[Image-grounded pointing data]
[Start of section]
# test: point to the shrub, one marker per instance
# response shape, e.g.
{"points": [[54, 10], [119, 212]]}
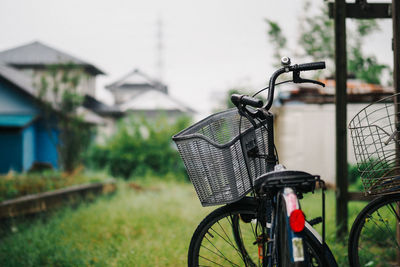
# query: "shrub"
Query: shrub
{"points": [[140, 146]]}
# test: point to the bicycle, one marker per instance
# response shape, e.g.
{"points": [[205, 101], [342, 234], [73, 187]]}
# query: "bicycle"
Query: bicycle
{"points": [[375, 234], [231, 159]]}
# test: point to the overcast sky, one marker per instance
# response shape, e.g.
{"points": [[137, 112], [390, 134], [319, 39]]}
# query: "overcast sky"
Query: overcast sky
{"points": [[209, 46]]}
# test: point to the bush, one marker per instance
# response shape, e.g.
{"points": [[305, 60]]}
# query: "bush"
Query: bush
{"points": [[140, 146]]}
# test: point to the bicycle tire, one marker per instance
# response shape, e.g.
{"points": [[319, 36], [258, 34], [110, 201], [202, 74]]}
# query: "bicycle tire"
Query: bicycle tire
{"points": [[321, 255], [375, 227]]}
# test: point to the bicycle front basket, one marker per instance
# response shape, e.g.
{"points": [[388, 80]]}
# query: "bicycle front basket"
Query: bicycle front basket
{"points": [[213, 156], [375, 132]]}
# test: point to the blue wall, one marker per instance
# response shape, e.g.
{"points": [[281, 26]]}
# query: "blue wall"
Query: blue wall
{"points": [[13, 101], [10, 150], [28, 147], [46, 146], [20, 147]]}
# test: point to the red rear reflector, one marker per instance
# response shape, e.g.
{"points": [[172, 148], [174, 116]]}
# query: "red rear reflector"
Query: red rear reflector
{"points": [[297, 220]]}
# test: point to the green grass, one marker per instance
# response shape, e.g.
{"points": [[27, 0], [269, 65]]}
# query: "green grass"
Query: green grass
{"points": [[15, 185], [147, 227]]}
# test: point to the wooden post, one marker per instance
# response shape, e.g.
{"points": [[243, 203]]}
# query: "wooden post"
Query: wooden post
{"points": [[341, 118], [396, 84]]}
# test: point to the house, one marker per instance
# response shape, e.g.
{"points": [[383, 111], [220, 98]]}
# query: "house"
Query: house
{"points": [[305, 124], [28, 133], [137, 93], [25, 136]]}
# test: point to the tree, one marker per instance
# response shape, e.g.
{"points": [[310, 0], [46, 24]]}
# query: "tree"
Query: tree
{"points": [[58, 90], [317, 40]]}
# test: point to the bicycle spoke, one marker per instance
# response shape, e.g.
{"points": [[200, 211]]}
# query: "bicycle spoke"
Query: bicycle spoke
{"points": [[225, 240], [221, 255], [230, 241]]}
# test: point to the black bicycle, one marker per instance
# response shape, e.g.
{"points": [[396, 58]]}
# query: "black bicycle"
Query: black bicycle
{"points": [[231, 159], [375, 235]]}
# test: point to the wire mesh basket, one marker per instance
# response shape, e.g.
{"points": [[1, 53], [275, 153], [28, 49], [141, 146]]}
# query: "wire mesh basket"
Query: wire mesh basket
{"points": [[375, 133], [217, 161]]}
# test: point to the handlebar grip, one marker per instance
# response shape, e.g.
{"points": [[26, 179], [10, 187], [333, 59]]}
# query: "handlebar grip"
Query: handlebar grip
{"points": [[311, 66], [246, 100]]}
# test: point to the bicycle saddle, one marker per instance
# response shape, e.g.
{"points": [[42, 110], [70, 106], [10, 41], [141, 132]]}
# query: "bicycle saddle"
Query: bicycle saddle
{"points": [[301, 181]]}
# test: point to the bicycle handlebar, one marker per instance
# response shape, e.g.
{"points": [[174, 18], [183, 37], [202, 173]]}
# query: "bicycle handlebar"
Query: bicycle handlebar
{"points": [[244, 100], [293, 68]]}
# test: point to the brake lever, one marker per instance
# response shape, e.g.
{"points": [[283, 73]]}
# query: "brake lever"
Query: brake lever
{"points": [[298, 79]]}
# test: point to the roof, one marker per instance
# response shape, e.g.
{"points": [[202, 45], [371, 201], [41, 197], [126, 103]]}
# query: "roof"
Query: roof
{"points": [[154, 100], [17, 78], [24, 83], [37, 54], [7, 120], [136, 79], [100, 108]]}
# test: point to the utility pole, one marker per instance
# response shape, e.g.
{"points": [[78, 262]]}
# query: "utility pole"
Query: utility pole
{"points": [[341, 117]]}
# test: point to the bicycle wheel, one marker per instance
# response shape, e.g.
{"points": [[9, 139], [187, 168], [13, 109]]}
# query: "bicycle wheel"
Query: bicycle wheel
{"points": [[374, 236], [228, 237]]}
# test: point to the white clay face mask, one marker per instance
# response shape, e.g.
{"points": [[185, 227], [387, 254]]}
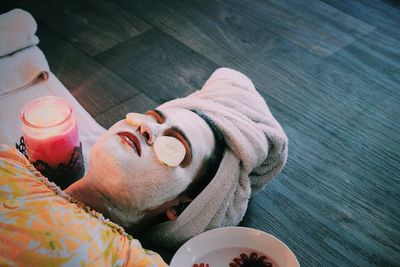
[End of section]
• Requirement:
Above are the records; reproduce them exactly and leave out the pictures.

• Your solution:
# test: point to the shrub, one marker per instance
# response shape, e.g.
{"points": [[54, 10], [119, 212]]}
# query: "shrub"
Query: shrub
{"points": [[140, 146]]}
# test: point to the bicycle, one marker per instance
# response shape, e.g.
{"points": [[205, 101], [342, 234], [73, 187]]}
# query: "bicycle"
Query: bicycle
{"points": [[375, 234], [231, 159]]}
# test: point to the overcast sky, one marker per instance
# response shape, e.g.
{"points": [[137, 112], [390, 134], [319, 39]]}
# query: "overcast sky"
Query: overcast sky
{"points": [[209, 46]]}
# test: point to the bush, one marker per instance
# response shape, e.g.
{"points": [[305, 60]]}
# query: "bush"
Query: bush
{"points": [[140, 146]]}
# test: point to the bicycle tire, one marker per instance
# response shape, e.g.
{"points": [[319, 36], [258, 34], [110, 201], [202, 74]]}
# query: "bicycle tire"
Query: bicycle tire
{"points": [[321, 255], [375, 227]]}
# test: point to the bicycle front basket, one marker per instance
# response shape, e.g.
{"points": [[388, 80]]}
# query: "bicycle front basket"
Query: bicycle front basket
{"points": [[213, 156], [375, 132]]}
# test: point to the blue wall, one marker per instance
# response shape, e.g.
{"points": [[281, 26]]}
# query: "blue wall"
Query: blue wall
{"points": [[13, 101], [10, 150], [28, 147], [46, 146], [20, 147]]}
# test: point to the red rear reflector, one marker per instance
# response shape, e.g.
{"points": [[172, 148], [174, 116]]}
# query: "red rear reflector"
Query: red rear reflector
{"points": [[297, 220]]}
# test: point to the green grass, one marker per instance
# response shape, e.g.
{"points": [[27, 0], [269, 65]]}
# query: "green grass"
Query: green grass
{"points": [[15, 185], [147, 227]]}
# test: point to the wooden post, one marker per instance
# response shape, e.g.
{"points": [[243, 203]]}
# query: "wooden post"
Query: wooden post
{"points": [[341, 118], [396, 84]]}
# test: point to the house, one marker per instance
# response shape, e.g.
{"points": [[383, 111], [220, 98]]}
# query: "house"
Query: house
{"points": [[305, 124], [28, 133], [137, 93], [25, 136]]}
# test: point to the tree, one marker per instance
# response shape, e.g.
{"points": [[310, 0], [46, 24]]}
# query: "tree"
Query: tree
{"points": [[58, 90], [317, 40]]}
# test: point to the bicycle spoke, one marker per instance
# response shape, e.g.
{"points": [[200, 211]]}
# query: "bicycle spoke"
Query: bicycle spoke
{"points": [[225, 240], [221, 255], [230, 241]]}
# test: point to the black bicycle, one marker per instance
# response shape, e.g.
{"points": [[396, 58]]}
# query: "black bicycle"
Query: black bicycle
{"points": [[231, 159], [375, 235]]}
# test: point to the wire mesh basket, one marker per instance
# response shape, e.g.
{"points": [[1, 53], [275, 153], [28, 49], [141, 146]]}
# query: "wire mesh basket"
Query: wire mesh basket
{"points": [[375, 133], [217, 161]]}
# test: point to the handlebar grip, one marker per instance
# response shape, e.g.
{"points": [[26, 179], [10, 187], [333, 59]]}
# query: "handlebar grip"
Query: handlebar grip
{"points": [[311, 66], [246, 100]]}
# test: point to the bicycle saddle, one marker per instance
# response shape, e.g.
{"points": [[42, 110], [70, 106], [10, 41], [141, 132]]}
# query: "bicycle saddle"
Query: bicycle saddle
{"points": [[301, 181]]}
# test: point to the bicycle handlebar, one marker per instance
# response shape, e.g.
{"points": [[174, 18], [183, 37], [202, 173]]}
# query: "bicycle handlebar"
Query: bicycle handlebar
{"points": [[244, 100], [293, 68]]}
# test: point to the brake lever, one marker per instance
# response shape, e.g.
{"points": [[283, 73]]}
# query: "brake lever"
Query: brake lever
{"points": [[298, 79]]}
# test: point to the roof, one marker per instance
# response shape, e.g.
{"points": [[202, 45], [371, 201], [41, 197], [126, 103]]}
# query: "roof"
Query: roof
{"points": [[154, 100], [17, 78], [24, 83], [37, 54], [7, 120], [136, 79], [100, 108]]}
# test: point to the utility pole, one marker per instance
# response shape, e.g.
{"points": [[78, 262]]}
# query: "utility pole"
Query: utility pole
{"points": [[341, 117]]}
# test: point to the bicycle wheel, one marker per instance
# response shape, e.g.
{"points": [[9, 139], [187, 168], [13, 109]]}
# query: "bicycle wheel"
Query: bicycle wheel
{"points": [[374, 236], [228, 237]]}
# test: point to the white clay face mask, one marker per instance
# response shape, e.g.
{"points": [[185, 227], [387, 254]]}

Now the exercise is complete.